begin Record set
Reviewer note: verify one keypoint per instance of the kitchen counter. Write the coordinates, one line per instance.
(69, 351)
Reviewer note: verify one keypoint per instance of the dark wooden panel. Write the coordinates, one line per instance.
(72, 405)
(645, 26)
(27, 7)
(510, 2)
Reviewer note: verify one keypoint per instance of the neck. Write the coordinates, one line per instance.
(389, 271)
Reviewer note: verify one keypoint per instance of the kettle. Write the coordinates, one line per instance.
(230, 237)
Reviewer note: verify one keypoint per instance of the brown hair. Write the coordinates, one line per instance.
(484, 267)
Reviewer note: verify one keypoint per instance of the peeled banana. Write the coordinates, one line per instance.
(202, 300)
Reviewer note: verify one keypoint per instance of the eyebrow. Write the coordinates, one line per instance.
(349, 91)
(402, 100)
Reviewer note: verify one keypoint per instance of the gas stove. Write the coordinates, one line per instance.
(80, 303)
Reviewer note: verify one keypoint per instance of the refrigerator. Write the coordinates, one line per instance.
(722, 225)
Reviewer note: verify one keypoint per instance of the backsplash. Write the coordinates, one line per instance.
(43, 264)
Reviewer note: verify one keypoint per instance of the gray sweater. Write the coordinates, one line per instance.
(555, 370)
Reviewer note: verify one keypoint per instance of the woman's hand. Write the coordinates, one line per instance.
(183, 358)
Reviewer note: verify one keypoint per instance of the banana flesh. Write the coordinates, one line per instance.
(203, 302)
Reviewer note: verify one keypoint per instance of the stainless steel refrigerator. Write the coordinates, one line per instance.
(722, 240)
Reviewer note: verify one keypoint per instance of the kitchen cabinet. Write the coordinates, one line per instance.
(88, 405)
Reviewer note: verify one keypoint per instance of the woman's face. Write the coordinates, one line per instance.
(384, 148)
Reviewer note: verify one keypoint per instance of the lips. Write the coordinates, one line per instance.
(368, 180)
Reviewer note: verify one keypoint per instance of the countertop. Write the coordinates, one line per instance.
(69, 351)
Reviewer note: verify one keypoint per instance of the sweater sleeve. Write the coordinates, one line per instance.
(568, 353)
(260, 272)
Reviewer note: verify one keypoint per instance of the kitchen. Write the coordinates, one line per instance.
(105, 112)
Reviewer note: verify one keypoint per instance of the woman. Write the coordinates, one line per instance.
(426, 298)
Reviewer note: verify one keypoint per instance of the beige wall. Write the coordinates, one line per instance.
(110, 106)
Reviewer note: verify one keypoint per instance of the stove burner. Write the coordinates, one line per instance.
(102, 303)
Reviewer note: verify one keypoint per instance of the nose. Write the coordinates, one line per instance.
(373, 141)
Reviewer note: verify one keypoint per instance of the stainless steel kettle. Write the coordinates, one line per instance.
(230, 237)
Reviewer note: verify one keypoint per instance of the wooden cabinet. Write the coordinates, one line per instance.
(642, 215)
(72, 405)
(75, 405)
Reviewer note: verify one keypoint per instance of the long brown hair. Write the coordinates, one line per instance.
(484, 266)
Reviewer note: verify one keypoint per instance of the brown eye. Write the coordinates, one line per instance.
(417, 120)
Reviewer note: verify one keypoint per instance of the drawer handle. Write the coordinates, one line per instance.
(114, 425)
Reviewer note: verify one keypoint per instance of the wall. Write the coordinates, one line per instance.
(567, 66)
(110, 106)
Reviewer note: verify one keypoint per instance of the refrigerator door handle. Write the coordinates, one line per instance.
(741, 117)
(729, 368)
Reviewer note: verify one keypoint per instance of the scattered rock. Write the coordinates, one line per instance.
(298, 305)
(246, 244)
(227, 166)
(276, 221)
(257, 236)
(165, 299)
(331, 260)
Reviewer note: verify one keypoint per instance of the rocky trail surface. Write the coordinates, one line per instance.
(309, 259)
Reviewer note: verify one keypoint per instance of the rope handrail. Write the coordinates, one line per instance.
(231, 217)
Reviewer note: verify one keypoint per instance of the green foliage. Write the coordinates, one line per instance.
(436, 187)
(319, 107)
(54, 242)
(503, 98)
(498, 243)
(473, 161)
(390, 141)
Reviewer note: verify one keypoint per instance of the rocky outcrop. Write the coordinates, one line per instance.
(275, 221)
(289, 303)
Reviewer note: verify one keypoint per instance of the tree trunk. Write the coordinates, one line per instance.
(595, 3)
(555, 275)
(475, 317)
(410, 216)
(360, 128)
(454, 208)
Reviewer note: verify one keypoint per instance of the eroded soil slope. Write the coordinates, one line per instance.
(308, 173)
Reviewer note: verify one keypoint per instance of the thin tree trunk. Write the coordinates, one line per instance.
end Record set
#### [The task]
Your task is to return the full listing exactly as it was given.

#### [The completed task]
Reviewer note: verify one keypoint per instance of the kitchen counter. Write the coordinates, one line per instance.
(69, 351)
Reviewer note: verify one keypoint per instance of the dark wooden panel. Write the coordinates, one line per instance.
(72, 405)
(645, 26)
(27, 7)
(510, 2)
Reviewer note: verify one keypoint per instance of the neck. Write the coordinates, one line per instance.
(389, 271)
Reviewer note: verify one keypoint per instance of the kettle. Write the coordinates, one line per instance.
(230, 237)
Reviewer note: verify one keypoint per instance of the brown hair. Write the coordinates, one line per instance.
(484, 267)
Reviewer note: verify one keypoint per instance of the peeled banana. Write the coordinates, one line per instance.
(202, 300)
Reviewer note: verify one keypoint per instance of the eyebrow. Write the coordinates, one line per instance.
(349, 91)
(402, 100)
Reviewer note: verify one keypoint per instance of the gas stove. Write the coordinates, one line per instance.
(80, 303)
Reviewer note: verify one keypoint per instance of the refrigerator. Write the coordinates, one line per instance.
(722, 225)
Reviewer note: verify one keypoint per instance of the backsplash. Write the coordinates, one line per instance.
(43, 264)
Reviewer note: verify one keypoint per instance of the gray sweater. Write the coordinates, one line per instance.
(555, 370)
Reviewer note: verify one keypoint per instance of the woman's hand. Write the coordinates, one line per instance.
(183, 358)
Reviewer note: verify one keypoint per instance of the banana flesh. Write the coordinates, one line per instance.
(203, 302)
Reviewer note: verify one keypoint per instance of the stainless steel refrigerator. Write the coordinates, one line per instance.
(722, 240)
Reviewer note: verify one keypoint per instance of the kitchen cabinet. Write the coordinates, one line per instance.
(88, 405)
Reviewer note: verify one keypoint per instance of the woman's face. Write the coordinates, one line per instance.
(384, 148)
Reviewer note: verify one keypoint per instance of the lips. Write the coordinates, one line per instance.
(368, 180)
Reviewer note: verify one keypoint per instance of the countertop. Write the coordinates, one line per instance.
(69, 351)
Reviewer note: verify one keypoint per instance of the sweater sleeve. Write the coordinates, one line per instance.
(568, 353)
(260, 272)
Reviewer note: verify one keypoint per instance of the kitchen. Write the coordinates, one line per instance.
(105, 112)
Reviewer note: verify one keypoint per instance of the woman. Write the coordinates, one line per instance.
(426, 298)
Reviewer note: verify one keypoint per instance of the beige wall. Write the coordinates, one line per instance.
(110, 106)
Reviewer note: verify one keypoint per instance of the stove burner. Write the coordinates, one line per instance.
(102, 303)
Reviewer note: verify one keypoint per instance of the nose. Write the coordinates, one line per instance.
(373, 141)
Reviewer note: verify one keypoint per instance of the stainless steel kettle. Write the coordinates, one line per instance.
(230, 237)
Reviewer note: verify one keypoint per instance of the wooden cabinet. Write the coordinates, one line per instance.
(642, 215)
(72, 405)
(75, 405)
Reviewer note: verify one keypoint per instance of the long brown hair. Write the coordinates, one line per instance.
(484, 266)
Reviewer note: verify one keypoint per instance of the brown eye. Write the coordinates, one line per instance.
(417, 120)
Reviewer note: verify one keypoint per instance of the drawer handle. Write the coordinates, one line per instance.
(114, 425)
Reviewer note: verify one keypoint per instance of the wall. Write the coordinates, one line per instance.
(567, 66)
(110, 106)
Reviewer note: verify one keypoint per instance of the refrigerator door handle. Write the coordinates, one line per instance.
(741, 117)
(729, 368)
Reviewer note: verify one keypoint per instance of the scattered rock. Write the coordinates, one line per instance.
(298, 305)
(246, 244)
(227, 166)
(276, 221)
(257, 236)
(165, 299)
(331, 260)
Reviewer note: verify one keypoint per instance of the rocky trail surface. Write the coordinates, one line per instance.
(309, 259)
Reviewer note: verify one keypoint per instance of the rope handrail. Write the coordinates, one line per instance.
(231, 217)
Reviewer note: verify one keypoint per instance of the green foliage. Write the coordinates, one line per instance.
(436, 187)
(319, 107)
(54, 242)
(503, 98)
(498, 243)
(473, 161)
(390, 141)
Reviewer note: verify one keypoint per instance of the rocky outcrop. Write the coordinates, one line per instance.
(275, 221)
(289, 303)
Reviewer note: verify one keypoint per instance of the tree trunk. Write the coordinates, one line per instance.
(595, 3)
(555, 275)
(475, 317)
(410, 216)
(360, 128)
(454, 208)
Reviewer note: verify one keypoint per instance of the eroded soil slope. Write the coordinates, one line per instance.
(308, 173)
Reviewer note: verify one keypoint per instance of the thin tree trunk. Write the coordinates, one line per instance.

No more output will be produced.